#### Source passage:
◇ ◇ ◇ ◇ ◇

Mennonite Church Manitoba’s 74th annual gathering was confined to screens this year due to the ongoing pandemic, but reports of the regional church’s work came from all over the province, like a small-town ice rink and the Camp Assiniboia lodge.
These pre-recorded videos from regional church staffers joined a morning of worship, Q&A periods and voting. Participants numbering 175 gathered virtually on March 6, including 115 delegates representing 31 of the 39 MC Manitoba congregations.
The morning began with the installation of Michael Pahl as MC Manitoba’s new executive minister, making formal a position he started on Jan. 1. In his meditation, he drew on the Apostle Paul’s words in Colossians 2: “For though I am absent in body, yet I am with you in spirit, and I rejoice to see your morale and the firmness of your faith in Christ.” He encouraged congregations to notice where God is at work and to move forward with hope despite being physically scattered. “Who are we, as Mennonite Church Manitoba, and what is it that God is calling us to become?” he asked participants.
The gathering’s theme, “Rooted in Christ, reaching out in love,” symbolized the way people have cared for each other this year and pointed to the thread of peace and justice that wove throughout the morning. Participants heard about congregations working with food banks and economic justice.
MC Manitoba and Mennonite Central Committee Manitoba announced a new initiative: the Mennonite Indigenous Solidarity Group of Manitoba. The group will respond to invitations from Indigenous people to partner in projects and create resources and a safe place for Mennonite-Indigenous conversations.

◇ ◇ ◇ ◇ ◇

#### Supplied data:
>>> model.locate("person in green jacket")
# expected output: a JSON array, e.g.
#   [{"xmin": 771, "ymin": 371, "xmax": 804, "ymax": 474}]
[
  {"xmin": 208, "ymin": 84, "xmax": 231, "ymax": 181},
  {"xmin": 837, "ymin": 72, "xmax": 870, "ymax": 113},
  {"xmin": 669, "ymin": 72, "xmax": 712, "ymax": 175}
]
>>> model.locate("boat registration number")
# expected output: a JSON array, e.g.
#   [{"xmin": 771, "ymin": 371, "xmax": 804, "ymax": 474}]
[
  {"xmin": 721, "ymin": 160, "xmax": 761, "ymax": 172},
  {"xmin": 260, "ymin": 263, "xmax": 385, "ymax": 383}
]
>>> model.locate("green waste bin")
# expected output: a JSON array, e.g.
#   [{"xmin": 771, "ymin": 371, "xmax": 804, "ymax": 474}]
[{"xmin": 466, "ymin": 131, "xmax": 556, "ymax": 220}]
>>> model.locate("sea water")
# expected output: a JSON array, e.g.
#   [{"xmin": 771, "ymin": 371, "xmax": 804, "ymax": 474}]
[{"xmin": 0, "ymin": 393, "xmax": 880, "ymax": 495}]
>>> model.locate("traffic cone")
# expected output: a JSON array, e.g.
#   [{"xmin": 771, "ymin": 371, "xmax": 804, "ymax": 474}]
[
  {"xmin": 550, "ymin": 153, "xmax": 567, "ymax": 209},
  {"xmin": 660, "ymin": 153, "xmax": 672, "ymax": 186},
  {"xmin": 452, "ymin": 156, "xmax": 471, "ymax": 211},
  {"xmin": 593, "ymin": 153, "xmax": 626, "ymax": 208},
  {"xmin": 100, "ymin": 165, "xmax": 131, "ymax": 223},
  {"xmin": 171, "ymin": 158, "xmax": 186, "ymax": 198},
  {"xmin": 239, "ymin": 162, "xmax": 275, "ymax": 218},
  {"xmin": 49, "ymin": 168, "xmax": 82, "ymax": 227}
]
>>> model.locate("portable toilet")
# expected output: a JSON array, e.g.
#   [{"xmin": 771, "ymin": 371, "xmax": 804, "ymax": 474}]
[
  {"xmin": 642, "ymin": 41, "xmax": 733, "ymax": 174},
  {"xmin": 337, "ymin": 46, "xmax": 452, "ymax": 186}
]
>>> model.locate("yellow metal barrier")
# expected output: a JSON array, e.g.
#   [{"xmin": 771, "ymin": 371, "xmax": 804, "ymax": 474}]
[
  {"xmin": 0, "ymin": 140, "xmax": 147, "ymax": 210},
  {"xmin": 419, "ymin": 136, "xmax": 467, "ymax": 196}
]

◇ ◇ ◇ ◇ ◇

#### Requirement A:
In the report on the Mennonite Church Manitoba gathering, change "virtually" to "online" in the part that opens with the words "These pre-recorded videos" and closes with "MC Manitoba congregations.", and give that part in full.
#### Requirement B:
Write what follows the final sentence of the report on the Mennonite Church Manitoba gathering.

#### Task output A:
These pre-recorded videos from regional church staffers joined a morning of worship, Q&A periods and voting. Participants numbering 175 gathered online on March 6, including 115 delegates representing 31 of the 39 MC Manitoba congregations.

#### Task output B:
Pahl said part of his role is “to draw us into important conversations of how our Mennonite identity and faith intersects with the deep needs that we find among us, in our communities, and in our world.” He asked how Mennonites might live into the calls of the Truth and Reconciliation Commission, advocate for peace in Palestine and Israel, and tackle climate change. “How do we root out racism and misogyny among us, so that we can live more fully into the abundant life of Christ together?” he asked.
Delegate Erwin Warkentin of Bethel Mennonite Church asked about the regional church’s plans to revisit the conversation about including LGBTQ+ people in the church. In 2017, MC Manitoba congregations agreed to make space for different understandings of marriage in the church, and they put a three-year moratorium on the conversation. But reviving the discussion last year didn’t happen after COVID-19 hit.
Pahl said he has begun “exploring how best to fulfil this commitment we made to each other,” to see how the Spirit has nudged congregations. He will discuss with pastors, then make a plan with the board.
Financial impacts of COVID-19
- COVID-19 significantly affected MC Manitoba’s finances in 2020. Congregational contributions were almost $59,000 under budget and Camps with Meaning took a big economic hit.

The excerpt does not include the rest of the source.